» **Request 1**: Rewrite the passage on extra pay for employees' inventions and creative work, starting with "By contrast, copyright" and going on through "is simply folly.", but put "nonsense" in place of "folly".
» **Request 2**: Pick up the passage on extra pay for employees' inventions and creative work from the point where it stops, and carry it further.

>> begin Source passage

To be clear--the issue is not who owns the invention—the employer or employee—but rather, irrespective of how the matter of initial ownership is resolved, the separate and distinct question of the extent to which the employee is entitled to additional compensation for his invention beyond his regular salary or the like. Should there be a statutory scheme governing the issue? If so, under what conditions should the employee be entitled to compensation for his employee-related inventions in addition to his regular compensation? On what basis should the compensation be calculated? As noted, there is no single answer to these and related questions and I graciously defer to Jeremy to provide learned guidance about them.
In fact, the precise question that occupied me in this regard was not about employee compensation for patents, but a query of more general concern—why is there no parallel treatment regarding copyright and even trade marks? To the best of this Kat’s understanding, there are no statutes or judgments that have recognized a right of the creator of a work, created in the employer-employee relationship, to claim additional compensation for his work. Nor I am aware of any legal arrangement that entitles the employee who comes up with a world-beating slogan or tag line to claim compensation for his successful creative efforts.
One can simply respond that the question itself is preposterous. In this context, patents are fundamentally different from copyrights and even more so from trade marks. Patents are a patrician right and should be treated as such. The grant of a patent is an infrequent and expensive activity, whose potential value to the company, either through direct use, licensing, litigation or sale to the a third party, can be enormous. “Real men (and women) do patents.”
By contrast, copyright is the most plebian of IP rights. In today’s service-based economy, large numbers of employees are creating multiple copyright works every day. The value of any single work protected by copyright is generally low and well-nigh impossible to measure. As for the clever employee who came up with that unforgetable slogan, true, we can pinpoint the discrete slogan at issue, but the brand value of the slogan derives from the connection between that slogan and the goods or services of the company, not because of the intrinsic value of the slogan itself. No matter how creative a company’s in-house brand-creating “Mad Men” might be, talk of additional compensation in such circumstances is simply folly.

>> end Source passage
>> begin Collected data

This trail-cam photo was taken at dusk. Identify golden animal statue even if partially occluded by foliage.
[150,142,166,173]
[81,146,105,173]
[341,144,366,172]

>> end Collected data

» **Exercise output 1**:
By contrast, copyright is the most plebian of IP rights. In today’s service-based economy, large numbers of employees are creating multiple copyright works every day. The value of any single work protected by copyright is generally low and well-nigh impossible to measure. As for the clever employee who came up with that unforgetable slogan, true, we can pinpoint the discrete slogan at issue, but the brand value of the slogan derives from the connection between that slogan and the goods or services of the company, not because of the intrinsic value of the slogan itself. No matter how creative a company’s in-house brand-creating “Mad Men” might be, talk of additional compensation in such circumstances is simply nonsense.

» **Exercise output 2**:
At a first glance, policy considerations would not seem to be to the contrary. The argument is that patents do the heavy lifting of innovation. To the extent that innovation becomes a matter of national concern (and indeed, where is this not the case?), it is in the national interest to take reasonable steps to optimize the use of employee incentives to invent. Creative works and catchy slogans do not rise to the level of being a material driver of innovation. As such, there is no interest in possibly imposing upon employers arrangements for providing incentives via additional compensation to the creative employee. No compelling national interest is present.
And yet—is all the foregoing necessarily true? This Kat would like to offer several reasons why the answer may not be categorically “yes”.
1. The argument can be made that the patent compensation system for employees is an artifact of the historical time in which these arrangements arose, namely the apex of the industrial age. The relevant legal framework was therefore developed within the context of a certain period, where patents were the undisputed IP king. Creative works were of no or little commercial significance.And so, permit this Kat to make a heretical suggestion. Perhaps all statutory and judicial attempts to impose an employee compensation system, whatever the IP right, should be abrogated. This does not preclude employers from reaching private arrangements with their employees; indeed, such contractual agreement might be critical in maintaining talented employees. In so doing, however, incentives are brought down to the private, consensual level, rather than being imposed on high.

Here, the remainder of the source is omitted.